#### DATASET RECORDS:
┄┄┄┄┄┄

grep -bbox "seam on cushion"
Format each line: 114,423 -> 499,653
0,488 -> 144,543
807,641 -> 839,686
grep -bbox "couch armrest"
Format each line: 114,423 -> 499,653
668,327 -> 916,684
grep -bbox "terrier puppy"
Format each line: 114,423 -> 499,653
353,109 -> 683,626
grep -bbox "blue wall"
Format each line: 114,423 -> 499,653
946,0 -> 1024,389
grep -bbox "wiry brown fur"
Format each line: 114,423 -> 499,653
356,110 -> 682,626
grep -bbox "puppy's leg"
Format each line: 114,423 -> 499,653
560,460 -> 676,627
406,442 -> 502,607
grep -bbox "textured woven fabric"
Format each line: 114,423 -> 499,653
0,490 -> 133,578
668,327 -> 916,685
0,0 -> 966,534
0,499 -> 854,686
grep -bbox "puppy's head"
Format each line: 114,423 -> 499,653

┄┄┄┄┄┄

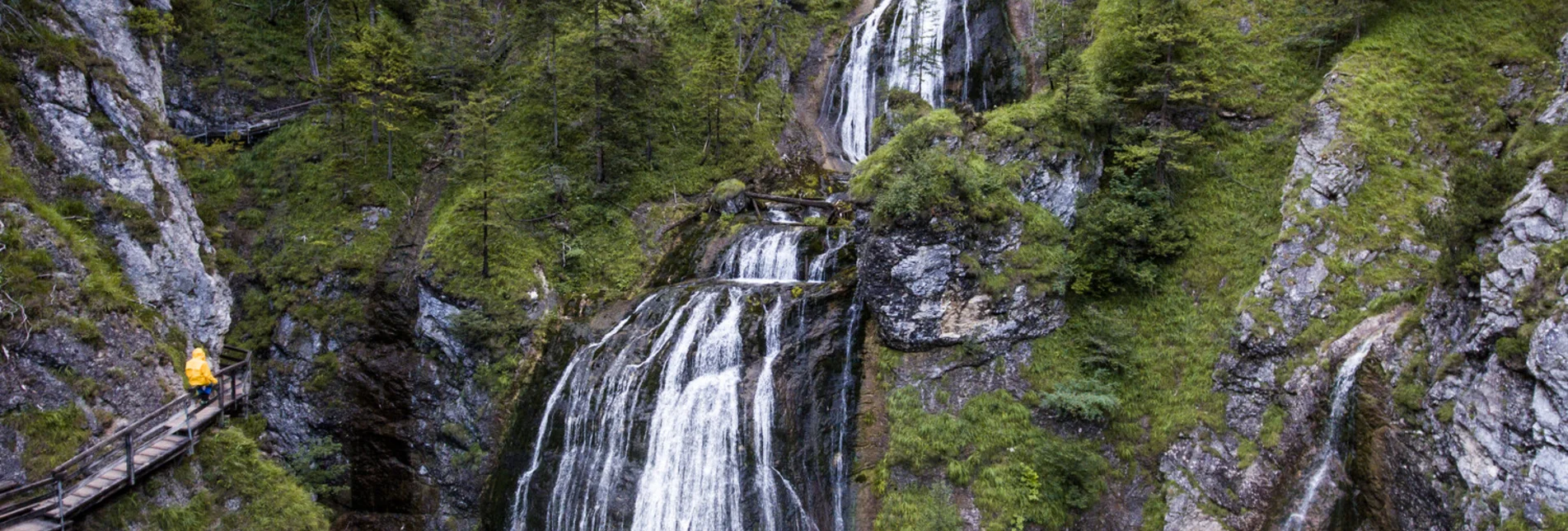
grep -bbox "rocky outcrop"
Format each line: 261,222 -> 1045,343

┄┄┄┄┄┄

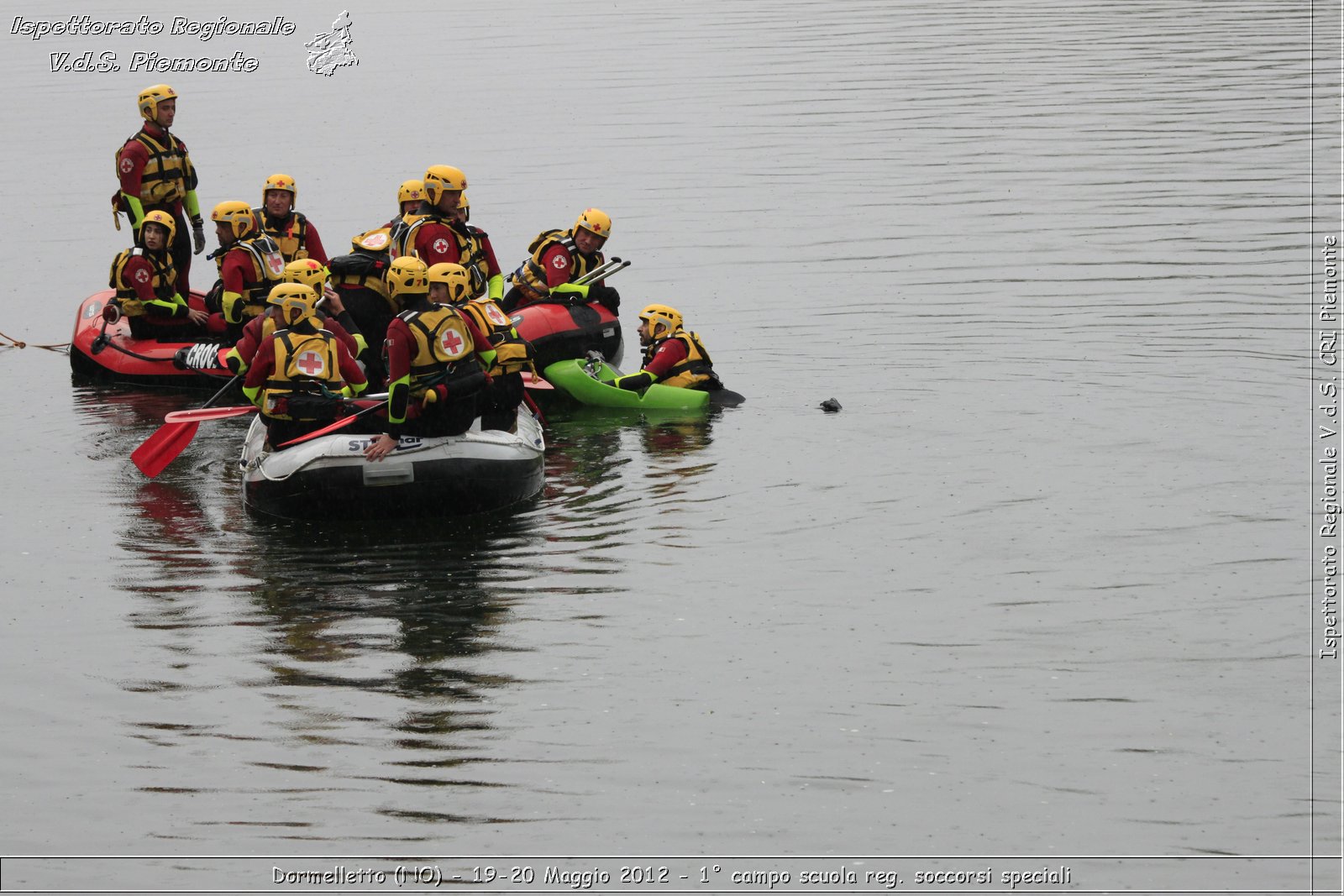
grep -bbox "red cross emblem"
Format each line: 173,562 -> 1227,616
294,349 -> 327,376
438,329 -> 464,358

┄┄┄┄┄┄

Count the lines in the records above that contain the string "grep", and give only the number.

10